- _PROBLEM TO WORK ON_: Reproduce the passage of the cofilin text word for word, starting at "We aim to use" and ending at "due to cancer.".

- _TEXT PROVIDED_:
____

Many disorders result from inappropriate cell migration, ranging from cancer metastasis to inflammatory diseases such as rheumatoid arthritis. The aberrant migration of tumor cells and leukocytes in these diseases is thought to be due to misregulated chemotactic pathways whose misregulation cause normally benign signaling from cell surface receptors (chemoattractant receptors) to induce potent migratory phenotypes. Recent studies have shown that the cofilin pathway is an essential effector of these misregulated pathways; however, the precise role of cofilin in chemotaxis is controversial. Several studies suggest cofilin is directly involved in chemotaxis and is essential for initiating directional cell migration in response to signaling from chemoattractant receptors. In contrast, other studies indicate cofilin only plays an indirect role by recycling old actin filaments, thereb promoting a dynamic actin cytoskeleton that facilitates cell migration. The different methodologies used to study cofilin have yielded contradictory results. Activation or inhibition of cofilin by genetic perturbations, such as overexpression or ablation of gene expression by RNAi, both result in stabilization of the actin cytoskeleton and inhibition of cell migration. Genetic perturbations modulate signaling in the entire cell over the course of days, and it is likely that these approaches are inadequate for deciphering the molecular logic of the cofilin pathway, which is regulated at the subcellular level on the timescale of seconds. The major goal of this proposal is to develop the capability to manipulate cofilin signaling with high spatial and temporal precision in living cells via the construction of cofilin and LIM kinase (inhibitory regulator of cofilin) analogues that are controlled by light. In contrast to genetic perturbations, photoactivation can manipulate signaling rapidly (~1 s) and locally (~ 1 ?m2).
We aim to use these analogues to study cofilin's role in facilitating tumor cell chemotaxis during cancer metastasis. Photoactivation of cofilin, and activation or inhibition of LIM kinase, will enable us o test different models of signaling from chemoattractant receptors through cofilin to directional migration.
In a variety of diseases such as cancer and rheumatoid arthritis, cells in the body enter tissues inappropriately and cause damage, leading to potential disability or death. The work proposed in this grant will develop the tools necessary to enable researchers to understand how these cells are able to leave their normal environment and enter new tissues. An initial application of these tools will help understand how and why cancer cells spread from the initial tumor to distant sites in the body to form secondary tumors that are the cause of 90% of deaths due to cancer.

____

Natural-language object grounding data
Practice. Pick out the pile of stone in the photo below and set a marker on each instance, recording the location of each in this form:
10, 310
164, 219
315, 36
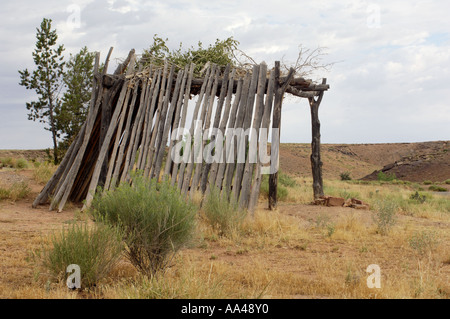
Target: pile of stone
331, 201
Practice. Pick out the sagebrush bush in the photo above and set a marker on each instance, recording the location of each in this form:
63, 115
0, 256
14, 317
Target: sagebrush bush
94, 249
386, 177
424, 241
345, 176
223, 215
435, 188
282, 191
385, 216
155, 219
16, 191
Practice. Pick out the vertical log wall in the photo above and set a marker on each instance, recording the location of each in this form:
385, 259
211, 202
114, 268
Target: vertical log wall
132, 125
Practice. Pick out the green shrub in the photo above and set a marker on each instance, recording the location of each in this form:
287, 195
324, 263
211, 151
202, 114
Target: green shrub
16, 191
386, 177
418, 197
43, 172
95, 250
224, 216
21, 163
385, 216
155, 219
345, 176
7, 162
4, 193
423, 242
435, 188
286, 180
282, 192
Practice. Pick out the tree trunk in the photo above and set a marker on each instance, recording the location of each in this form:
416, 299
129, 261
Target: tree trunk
53, 130
316, 163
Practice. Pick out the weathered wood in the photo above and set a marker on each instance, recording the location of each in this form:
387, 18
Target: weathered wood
316, 162
145, 166
65, 187
253, 140
221, 127
182, 124
104, 148
119, 135
122, 66
231, 163
125, 135
186, 168
276, 125
135, 133
257, 179
242, 142
205, 120
66, 162
147, 104
163, 129
206, 167
232, 118
150, 162
176, 119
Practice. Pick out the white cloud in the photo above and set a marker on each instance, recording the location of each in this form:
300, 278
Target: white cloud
387, 80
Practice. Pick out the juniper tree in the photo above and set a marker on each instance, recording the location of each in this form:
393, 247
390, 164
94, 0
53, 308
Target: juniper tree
78, 85
45, 80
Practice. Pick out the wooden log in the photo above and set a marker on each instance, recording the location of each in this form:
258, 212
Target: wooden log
176, 119
119, 135
103, 150
183, 122
66, 162
242, 142
124, 136
205, 120
152, 148
135, 133
145, 166
231, 121
209, 161
316, 162
299, 84
221, 127
231, 163
250, 162
147, 117
162, 127
276, 125
186, 168
257, 179
122, 66
65, 187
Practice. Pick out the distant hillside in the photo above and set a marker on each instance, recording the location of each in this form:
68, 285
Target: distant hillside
409, 161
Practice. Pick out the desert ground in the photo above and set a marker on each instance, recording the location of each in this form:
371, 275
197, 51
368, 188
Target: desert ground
298, 251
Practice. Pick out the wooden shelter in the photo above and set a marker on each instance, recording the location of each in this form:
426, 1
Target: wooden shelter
132, 120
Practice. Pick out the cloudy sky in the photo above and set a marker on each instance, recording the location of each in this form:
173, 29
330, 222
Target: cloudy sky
390, 81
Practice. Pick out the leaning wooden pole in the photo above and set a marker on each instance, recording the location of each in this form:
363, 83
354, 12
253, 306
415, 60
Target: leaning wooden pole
280, 89
316, 162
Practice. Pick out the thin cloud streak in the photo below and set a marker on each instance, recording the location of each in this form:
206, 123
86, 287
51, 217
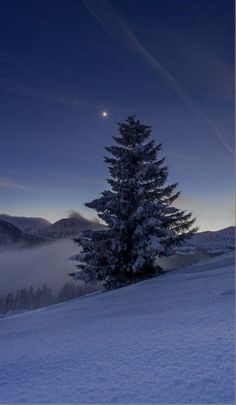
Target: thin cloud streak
9, 183
24, 89
112, 22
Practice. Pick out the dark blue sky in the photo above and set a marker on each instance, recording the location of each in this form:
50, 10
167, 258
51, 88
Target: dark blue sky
65, 61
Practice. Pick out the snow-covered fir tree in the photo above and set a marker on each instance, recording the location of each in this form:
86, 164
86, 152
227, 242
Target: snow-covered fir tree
142, 223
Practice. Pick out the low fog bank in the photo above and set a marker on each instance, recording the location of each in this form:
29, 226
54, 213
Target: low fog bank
48, 263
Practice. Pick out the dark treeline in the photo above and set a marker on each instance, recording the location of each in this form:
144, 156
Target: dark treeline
32, 298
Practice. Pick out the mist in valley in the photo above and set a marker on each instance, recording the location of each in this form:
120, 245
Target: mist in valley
48, 263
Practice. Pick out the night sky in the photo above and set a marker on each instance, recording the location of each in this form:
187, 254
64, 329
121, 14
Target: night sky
64, 62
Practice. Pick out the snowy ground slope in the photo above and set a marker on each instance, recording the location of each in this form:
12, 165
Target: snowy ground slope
165, 340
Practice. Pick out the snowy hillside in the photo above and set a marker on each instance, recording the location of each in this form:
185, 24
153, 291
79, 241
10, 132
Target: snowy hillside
216, 242
164, 340
26, 224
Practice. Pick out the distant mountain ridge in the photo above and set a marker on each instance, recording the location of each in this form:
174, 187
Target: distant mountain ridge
69, 227
11, 235
26, 224
212, 242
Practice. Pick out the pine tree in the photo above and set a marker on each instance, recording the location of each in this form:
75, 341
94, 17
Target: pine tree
142, 222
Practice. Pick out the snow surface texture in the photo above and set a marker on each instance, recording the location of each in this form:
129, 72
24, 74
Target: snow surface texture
164, 340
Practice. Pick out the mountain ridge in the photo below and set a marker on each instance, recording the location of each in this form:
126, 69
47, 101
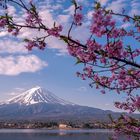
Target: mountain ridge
38, 103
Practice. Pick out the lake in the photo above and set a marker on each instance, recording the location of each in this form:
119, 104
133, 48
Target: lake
43, 134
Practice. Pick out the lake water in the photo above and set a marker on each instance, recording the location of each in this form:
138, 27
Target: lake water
43, 134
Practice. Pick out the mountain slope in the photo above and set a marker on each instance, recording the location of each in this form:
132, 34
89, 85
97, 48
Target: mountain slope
37, 95
40, 104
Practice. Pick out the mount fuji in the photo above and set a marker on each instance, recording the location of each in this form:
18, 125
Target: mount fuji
40, 104
37, 95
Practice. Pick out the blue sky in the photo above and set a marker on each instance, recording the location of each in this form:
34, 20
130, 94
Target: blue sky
53, 68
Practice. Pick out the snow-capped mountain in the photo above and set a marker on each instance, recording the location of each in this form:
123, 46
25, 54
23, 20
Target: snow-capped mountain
40, 104
37, 95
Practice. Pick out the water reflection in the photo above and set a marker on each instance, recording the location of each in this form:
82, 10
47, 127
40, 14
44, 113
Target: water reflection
37, 134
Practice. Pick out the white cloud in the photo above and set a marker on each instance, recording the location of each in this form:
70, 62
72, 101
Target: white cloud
63, 18
117, 5
15, 65
10, 46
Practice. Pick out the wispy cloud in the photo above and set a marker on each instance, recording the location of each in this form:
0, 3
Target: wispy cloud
14, 65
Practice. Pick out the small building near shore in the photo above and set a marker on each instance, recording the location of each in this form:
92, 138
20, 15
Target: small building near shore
62, 126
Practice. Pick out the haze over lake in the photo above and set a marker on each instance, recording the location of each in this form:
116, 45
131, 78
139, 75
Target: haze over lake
42, 134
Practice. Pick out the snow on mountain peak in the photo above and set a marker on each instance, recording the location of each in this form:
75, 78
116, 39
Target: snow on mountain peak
38, 95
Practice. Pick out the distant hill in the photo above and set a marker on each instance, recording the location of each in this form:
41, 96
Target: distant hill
40, 104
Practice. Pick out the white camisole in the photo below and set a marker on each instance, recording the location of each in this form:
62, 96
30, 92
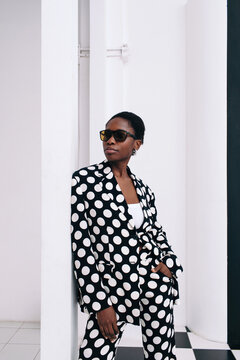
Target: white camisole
136, 211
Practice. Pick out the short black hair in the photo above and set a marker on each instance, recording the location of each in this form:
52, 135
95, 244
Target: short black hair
135, 121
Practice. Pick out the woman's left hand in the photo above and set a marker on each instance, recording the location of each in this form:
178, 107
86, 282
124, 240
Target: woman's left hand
163, 269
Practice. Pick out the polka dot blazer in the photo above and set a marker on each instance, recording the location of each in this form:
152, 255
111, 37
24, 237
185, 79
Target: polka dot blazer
105, 242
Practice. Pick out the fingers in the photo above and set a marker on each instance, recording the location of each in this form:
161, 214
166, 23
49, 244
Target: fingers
163, 269
109, 331
157, 268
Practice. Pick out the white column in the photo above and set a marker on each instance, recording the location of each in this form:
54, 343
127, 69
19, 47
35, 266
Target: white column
59, 159
206, 168
97, 75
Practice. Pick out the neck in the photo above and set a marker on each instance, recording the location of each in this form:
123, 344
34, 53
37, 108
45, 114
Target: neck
119, 168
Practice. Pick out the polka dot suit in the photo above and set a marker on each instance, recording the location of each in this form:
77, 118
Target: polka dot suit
109, 268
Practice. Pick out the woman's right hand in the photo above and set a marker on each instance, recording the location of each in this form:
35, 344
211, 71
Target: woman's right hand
108, 323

____

- _RESPONSE TO THIS EXERCISE_:
We aim to use these analogues to study cofilin's role in facilitating tumor cell chemotaxis during cancer metastasis. Photoactivation of cofilin, and activation or inhibition of LIM kinase, will enable us o test different models of signaling from chemoattractant receptors through cofilin to directional migration.
In a variety of diseases such as cancer and rheumatoid arthritis, cells in the body enter tissues inappropriately and cause damage, leading to potential disability or death. The work proposed in this grant will develop the tools necessary to enable researchers to understand how these cells are able to leave their normal environment and enter new tissues. An initial application of these tools will help understand how and why cancer cells spread from the initial tumor to distant sites in the body to form secondary tumors that are the cause of 90% of deaths due to cancer.